#### Source records
▼
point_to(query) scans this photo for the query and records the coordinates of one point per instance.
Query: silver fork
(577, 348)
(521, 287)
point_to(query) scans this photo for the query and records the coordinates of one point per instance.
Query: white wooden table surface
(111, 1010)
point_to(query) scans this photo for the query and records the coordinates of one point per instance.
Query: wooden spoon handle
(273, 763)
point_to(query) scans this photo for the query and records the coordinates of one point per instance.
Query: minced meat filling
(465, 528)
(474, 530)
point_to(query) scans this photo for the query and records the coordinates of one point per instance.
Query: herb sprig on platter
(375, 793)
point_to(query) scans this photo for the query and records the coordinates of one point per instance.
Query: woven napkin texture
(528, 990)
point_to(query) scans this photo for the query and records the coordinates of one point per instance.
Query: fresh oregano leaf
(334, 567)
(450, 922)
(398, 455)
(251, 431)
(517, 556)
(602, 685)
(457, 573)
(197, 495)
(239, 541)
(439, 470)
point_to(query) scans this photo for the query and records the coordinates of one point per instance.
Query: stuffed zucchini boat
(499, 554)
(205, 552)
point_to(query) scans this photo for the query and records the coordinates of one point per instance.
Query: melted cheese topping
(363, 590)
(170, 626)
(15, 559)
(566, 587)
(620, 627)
▲
#### Task objective
For each line in the data, set it down again exactly.

#### Output for this exercise
point_to(query) scans this photo for the query and records the coordinates of one point per instance.
Query: silver fork
(577, 348)
(521, 287)
point_to(query) scans this photo for the query and records the coordinates of one point per instance.
Query: white wooden table surface
(111, 1010)
point_to(query) scans this photo for the query and records the coordinates of one point per instance.
Query: wooden spoon handle
(273, 763)
point_to(query) scans this photo for the query and records the coordinates of one point per instance.
Query: minced meat filling
(465, 528)
(474, 530)
point_to(query) scans this photo for the query and records the coordinates of one point per instance.
Query: herb sprig on platter
(375, 793)
point_to(query) scans this photo for the query and records the coordinates of one point per instance.
Query: woven napkin texture
(528, 990)
point_to(query) scans this photo for the query and records the coordinates of one point per instance.
Query: fresh oregano leaf
(334, 567)
(450, 922)
(398, 455)
(251, 431)
(517, 556)
(602, 685)
(457, 573)
(197, 495)
(239, 541)
(439, 470)
point_to(query) scans this photo for the query and records the coordinates of one point per instance.
Query: stuffed zucchini boat
(499, 554)
(205, 552)
point_to(query) scans this photo for the query and records the coordinates of one point per instance.
Query: melted cheese topping
(363, 590)
(170, 626)
(15, 559)
(566, 587)
(620, 627)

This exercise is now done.